■ What to work on ■
Copy the data precisely, keeping every character.

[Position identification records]
+===+

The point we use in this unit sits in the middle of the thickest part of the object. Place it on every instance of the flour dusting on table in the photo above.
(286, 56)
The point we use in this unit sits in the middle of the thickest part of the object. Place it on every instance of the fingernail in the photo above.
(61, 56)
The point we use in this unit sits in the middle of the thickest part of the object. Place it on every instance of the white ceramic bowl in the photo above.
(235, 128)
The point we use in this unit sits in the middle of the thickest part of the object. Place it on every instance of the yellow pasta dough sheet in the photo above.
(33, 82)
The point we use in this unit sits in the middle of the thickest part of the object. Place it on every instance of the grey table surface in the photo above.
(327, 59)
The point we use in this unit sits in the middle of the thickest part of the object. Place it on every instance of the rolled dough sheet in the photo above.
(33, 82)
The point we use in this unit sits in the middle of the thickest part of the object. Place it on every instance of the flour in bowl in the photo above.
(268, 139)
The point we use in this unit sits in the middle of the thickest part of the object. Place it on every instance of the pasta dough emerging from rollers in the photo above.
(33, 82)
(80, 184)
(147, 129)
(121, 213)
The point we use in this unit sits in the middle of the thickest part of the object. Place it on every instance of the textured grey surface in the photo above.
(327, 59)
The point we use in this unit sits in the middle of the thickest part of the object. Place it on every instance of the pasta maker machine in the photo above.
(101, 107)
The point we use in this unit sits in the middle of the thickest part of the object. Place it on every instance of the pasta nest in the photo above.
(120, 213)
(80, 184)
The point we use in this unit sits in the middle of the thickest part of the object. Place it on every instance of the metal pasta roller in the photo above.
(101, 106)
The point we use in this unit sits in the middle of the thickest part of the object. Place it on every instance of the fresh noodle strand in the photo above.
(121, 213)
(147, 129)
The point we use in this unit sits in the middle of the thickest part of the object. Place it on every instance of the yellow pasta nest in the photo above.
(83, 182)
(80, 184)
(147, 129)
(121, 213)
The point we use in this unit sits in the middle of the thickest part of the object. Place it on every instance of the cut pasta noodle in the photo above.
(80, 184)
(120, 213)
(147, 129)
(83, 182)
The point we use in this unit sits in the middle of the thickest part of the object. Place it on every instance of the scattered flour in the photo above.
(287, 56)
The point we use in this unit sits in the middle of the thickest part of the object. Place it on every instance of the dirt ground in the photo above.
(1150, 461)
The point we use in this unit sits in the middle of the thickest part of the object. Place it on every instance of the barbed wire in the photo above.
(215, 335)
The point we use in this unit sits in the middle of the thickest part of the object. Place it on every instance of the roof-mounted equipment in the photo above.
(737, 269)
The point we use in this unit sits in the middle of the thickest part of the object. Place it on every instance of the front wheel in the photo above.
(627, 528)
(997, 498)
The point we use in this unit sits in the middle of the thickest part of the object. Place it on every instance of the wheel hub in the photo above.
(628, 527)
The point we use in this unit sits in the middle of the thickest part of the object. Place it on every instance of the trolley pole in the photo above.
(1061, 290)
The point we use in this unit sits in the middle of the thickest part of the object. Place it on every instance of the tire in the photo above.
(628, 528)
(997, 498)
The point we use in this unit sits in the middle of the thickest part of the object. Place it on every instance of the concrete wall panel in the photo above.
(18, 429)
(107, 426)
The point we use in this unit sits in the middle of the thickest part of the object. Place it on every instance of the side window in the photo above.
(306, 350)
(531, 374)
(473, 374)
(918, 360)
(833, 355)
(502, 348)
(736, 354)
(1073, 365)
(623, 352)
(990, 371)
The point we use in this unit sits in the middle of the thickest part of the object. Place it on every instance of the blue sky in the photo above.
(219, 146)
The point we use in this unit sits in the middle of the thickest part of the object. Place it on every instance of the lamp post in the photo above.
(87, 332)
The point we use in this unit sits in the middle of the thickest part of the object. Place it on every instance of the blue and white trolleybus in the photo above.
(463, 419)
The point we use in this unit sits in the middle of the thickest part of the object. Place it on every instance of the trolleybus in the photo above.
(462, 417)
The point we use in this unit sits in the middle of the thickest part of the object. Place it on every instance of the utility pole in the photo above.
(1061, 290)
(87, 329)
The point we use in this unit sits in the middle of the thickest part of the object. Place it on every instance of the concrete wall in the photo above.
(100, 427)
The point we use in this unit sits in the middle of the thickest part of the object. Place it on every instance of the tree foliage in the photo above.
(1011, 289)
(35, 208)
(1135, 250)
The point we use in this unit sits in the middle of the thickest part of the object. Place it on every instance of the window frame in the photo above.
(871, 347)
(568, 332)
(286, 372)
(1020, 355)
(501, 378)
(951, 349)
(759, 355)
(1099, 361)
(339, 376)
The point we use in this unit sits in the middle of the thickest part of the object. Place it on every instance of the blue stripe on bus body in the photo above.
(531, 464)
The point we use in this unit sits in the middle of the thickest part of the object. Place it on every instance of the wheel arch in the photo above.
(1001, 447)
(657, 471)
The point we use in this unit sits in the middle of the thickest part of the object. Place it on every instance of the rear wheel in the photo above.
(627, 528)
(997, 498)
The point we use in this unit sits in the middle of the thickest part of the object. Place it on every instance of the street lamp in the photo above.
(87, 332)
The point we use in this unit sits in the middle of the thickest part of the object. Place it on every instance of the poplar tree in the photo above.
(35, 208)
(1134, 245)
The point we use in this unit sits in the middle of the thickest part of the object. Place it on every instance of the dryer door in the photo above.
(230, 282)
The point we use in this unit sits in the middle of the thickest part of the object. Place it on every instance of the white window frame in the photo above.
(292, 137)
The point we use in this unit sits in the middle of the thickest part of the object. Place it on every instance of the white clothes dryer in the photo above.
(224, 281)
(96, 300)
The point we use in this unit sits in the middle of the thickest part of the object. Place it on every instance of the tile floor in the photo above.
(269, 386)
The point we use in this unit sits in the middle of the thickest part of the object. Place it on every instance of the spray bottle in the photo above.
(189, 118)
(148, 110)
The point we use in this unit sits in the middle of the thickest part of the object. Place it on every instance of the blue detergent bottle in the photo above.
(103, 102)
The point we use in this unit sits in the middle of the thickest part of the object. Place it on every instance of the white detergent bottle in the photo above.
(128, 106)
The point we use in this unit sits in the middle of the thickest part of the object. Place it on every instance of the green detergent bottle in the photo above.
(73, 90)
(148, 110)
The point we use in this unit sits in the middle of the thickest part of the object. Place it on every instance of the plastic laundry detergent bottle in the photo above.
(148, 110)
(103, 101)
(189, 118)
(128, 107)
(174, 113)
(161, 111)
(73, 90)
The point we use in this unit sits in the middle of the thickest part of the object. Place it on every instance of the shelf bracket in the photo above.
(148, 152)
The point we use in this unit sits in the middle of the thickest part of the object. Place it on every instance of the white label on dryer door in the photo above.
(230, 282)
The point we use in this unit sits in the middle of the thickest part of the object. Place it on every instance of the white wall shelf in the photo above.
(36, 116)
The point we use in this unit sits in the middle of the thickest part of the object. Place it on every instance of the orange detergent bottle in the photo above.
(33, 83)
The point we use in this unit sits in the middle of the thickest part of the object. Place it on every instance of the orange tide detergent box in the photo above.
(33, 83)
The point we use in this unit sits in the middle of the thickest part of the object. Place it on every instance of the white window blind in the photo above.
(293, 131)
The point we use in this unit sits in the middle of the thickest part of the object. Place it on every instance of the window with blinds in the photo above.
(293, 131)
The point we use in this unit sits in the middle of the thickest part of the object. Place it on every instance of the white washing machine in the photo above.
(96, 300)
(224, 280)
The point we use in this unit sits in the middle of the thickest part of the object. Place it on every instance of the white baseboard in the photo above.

+===+

■ Correct response ■
The point we use in this unit sits in the middle of the thickest part of the object. Place it on every instance of the flour dusting on table in the photo above.
(286, 56)
The point we use in this unit sits in the middle of the thickest part of the object. Place it on every instance of the fingernail in the photo above.
(61, 56)
The point we use in this unit sits in the middle of the thickest part of the object. Place it on every instance of the white ceramic bowl in the photo above.
(235, 128)
The point we use in this unit sits in the middle of the thickest part of the object. Place it on every instance of the yellow pasta dough sheet in the photo above.
(33, 82)
The point we use in this unit sits in the middle of the thickest part of the object. Place it on every instance of the grey table surface in the photo above.
(327, 59)
The point we use in this unit sits in the middle of the thickest part of the object. Place it on every instance of the rolled dough sheet in the photo above.
(33, 82)
The point we use in this unit sits in the middle of the thickest part of the object. Place it on every instance of the flour in bowl in the photo above.
(268, 139)
The point we use in this unit sits in the middle of the thickest part of the object. Place it on every instance of the pasta dough emerging from rollers in the photo above.
(33, 82)
(80, 184)
(147, 129)
(121, 213)
The point we use in this unit sits in the middle of the thickest part of the object. Place it on every instance of the textured grey surface in the photo above.
(327, 59)
The point we use in this unit sits in the middle of the thickest part of the object. Place it on every instance of the pasta maker machine in the photo above.
(101, 107)
The point we use in this unit sits in the middle of the thickest part of the object. Place it on every instance of the pasta nest in the photo above.
(120, 213)
(80, 184)
The point we use in this unit sits in the middle of the thickest part of the object. Place it on every instance of the metal pasta roller in the photo above.
(101, 106)
The point we use in this unit sits in the middle of the thickest part of the object. Place it on every instance of the fresh noodle strand in the photo above.
(121, 213)
(147, 129)
The point we use in this unit sits in the middle of the thickest part of the object. Place it on every instance of the yellow pasta nest in the photo above.
(83, 182)
(80, 184)
(147, 129)
(121, 213)
The point we use in this unit sits in the middle of the thickest part of the object. Place it on every instance of the cut pasta noodle in the photo above.
(80, 184)
(120, 213)
(147, 129)
(83, 182)
The point we use in this unit sits in the middle of the thickest part of the object. Place it on every instance of the scattered flour in the photo above.
(287, 56)
The point we use in this unit sits in the middle of the thickest part of the object. Place it on every instance of the dirt ground in the photo above.
(1150, 461)
The point we use in this unit sits in the middle of the thickest part of the object. Place it on every instance of the barbed wire in the photo above.
(215, 335)
The point we use in this unit sits in the middle of the thickest part of the object. Place it on every instance of the roof-mounted equipment in the photo above.
(737, 269)
The point we use in this unit sits in the middle of the thickest part of the object. Place it on every instance of the front wheel in the photo above.
(627, 528)
(997, 498)
The point we use in this unit sits in the middle of the thickest part of the object. Place it on every instance of the wheel hub in the photo above.
(628, 527)
The point we use in this unit sits in the middle of the thickest part of the object. Place it on every instance of the trolley pole in the photo above.
(1061, 290)
The point we use in this unit sits in the middle of the thickest part of the object. Place it on every instance of the tire in the photo above.
(628, 528)
(997, 498)
The point we use in this unit sits in the middle of the thickest part of the object. Place it on every instance of the concrete wall panel in the photo above.
(18, 429)
(107, 426)
The point we use in this unit sits in the middle of the thickest part of the object. Place it on every instance of the side window in the photo above.
(306, 350)
(531, 374)
(473, 374)
(918, 360)
(833, 355)
(502, 348)
(736, 354)
(1073, 365)
(623, 352)
(990, 371)
The point we use in this unit sits in the middle of the thickest part of the object. Place it on every instance of the blue sky in the photo above.
(219, 146)
The point we use in this unit sits in the middle of the thickest part of the object. Place it on every instance of the lamp post in the photo above.
(87, 332)
The point we use in this unit sits in the middle of the thickest part of the object. Place it on every instance of the blue and white trolleybus in the photo above.
(463, 419)
The point we use in this unit sits in the middle of the thickest part of the object. Place it on every instance of the trolleybus in the photo above.
(462, 417)
The point we use in this unit sits in the middle of the thickest part of the object. Place it on every instance of the utility pole in the photo above.
(1061, 290)
(87, 329)
The point we use in this unit sits in the middle of the thickest part of the object. Place it on every instance of the concrete wall in the photo above.
(100, 427)
The point we use in this unit sits in the middle of the thickest part of the object. Place it on every instance of the tree foliage in the photo above.
(1011, 289)
(35, 208)
(1135, 250)
The point we use in this unit sits in the middle of the thickest part of the object. Place it on every instance of the window frame in the photo above.
(871, 347)
(568, 332)
(286, 372)
(1020, 355)
(501, 378)
(951, 349)
(759, 355)
(1099, 361)
(339, 376)
The point we use in this unit sits in the middle of the thickest part of the object. Place it on every instance of the blue stripe on bus body in the photo above.
(531, 464)
The point we use in this unit sits in the middle of the thickest part of the object. Place it on every instance of the wheel arch in the photo above.
(1001, 447)
(657, 471)
The point we use in this unit sits in the middle of the thickest part of the object. Place it on every instance of the rear wheel in the photo above.
(627, 528)
(997, 498)
The point we use in this unit sits in the middle of the thickest part of the object. Place it on every instance of the street lamp in the photo above.
(87, 332)
The point we use in this unit sits in the middle of the thickest part of the object. Place it on every instance of the poplar tree in the photo above.
(35, 208)
(1134, 245)
The point we use in this unit sits in the middle of the thickest part of the object. Place it on every instance of the dryer door in the photo above.
(230, 282)
The point we use in this unit sits in the middle of the thickest part of the object. Place it on every instance of the white window frame in the photo above.
(292, 137)
The point we use in this unit sits in the middle of the thickest part of the object. Place it on every instance of the white clothes dryer in the photo above.
(224, 281)
(96, 300)
The point we use in this unit sits in the middle of the thickest part of the object. Place it on every instance of the tile floor in the photo above.
(269, 386)
The point we use in this unit sits in the middle of the thickest part of the object. Place it on every instance of the spray bottle in the photo above.
(189, 118)
(148, 110)
The point we use in this unit sits in the middle of the thickest part of the object. Place it on every instance of the blue detergent bottle in the photo above.
(103, 102)
The point we use in this unit sits in the middle of the thickest part of the object. Place it on every instance of the white detergent bottle in the photo above.
(128, 106)
The point we use in this unit sits in the middle of the thickest part of the object. Place it on every instance of the green detergent bottle in the photo above.
(73, 90)
(148, 110)
The point we use in this unit sits in the middle of the thickest part of the object. Place it on every instance of the plastic laundry detergent bottle in the photo above.
(148, 110)
(103, 101)
(189, 118)
(128, 107)
(174, 113)
(161, 111)
(73, 90)
The point we use in this unit sits in the middle of the thickest part of the object. Place it on every instance of the shelf bracket in the photo above.
(148, 152)
The point we use in this unit sits in the middle of the thickest part of the object. Place it on every instance of the white label on dryer door in the photo above.
(230, 282)
The point we use in this unit sits in the middle of the thickest part of the object. Place it on every instance of the white wall shelf in the photo above.
(36, 116)
The point we use in this unit sits in the middle of the thickest part of the object. Place it on every instance of the orange detergent bottle in the photo above.
(33, 83)
The point we use in this unit sits in the middle of the thickest part of the object. Place it on every instance of the orange tide detergent box in the photo above.
(33, 83)
The point we use in this unit sits in the middle of the thickest part of the object. Place it on every instance of the white window blind in the photo above.
(293, 131)
The point we use in this unit sits in the middle of the thickest part of the object. Place it on every instance of the window with blinds in the photo above.
(293, 131)
The point we use in this unit sits in the middle of the thickest part of the object. Place it on every instance of the white washing machine in the photo above.
(96, 300)
(224, 280)
The point we use in this unit sits in the middle of the thickest part of the object. Place it on every instance of the white baseboard in the photo above.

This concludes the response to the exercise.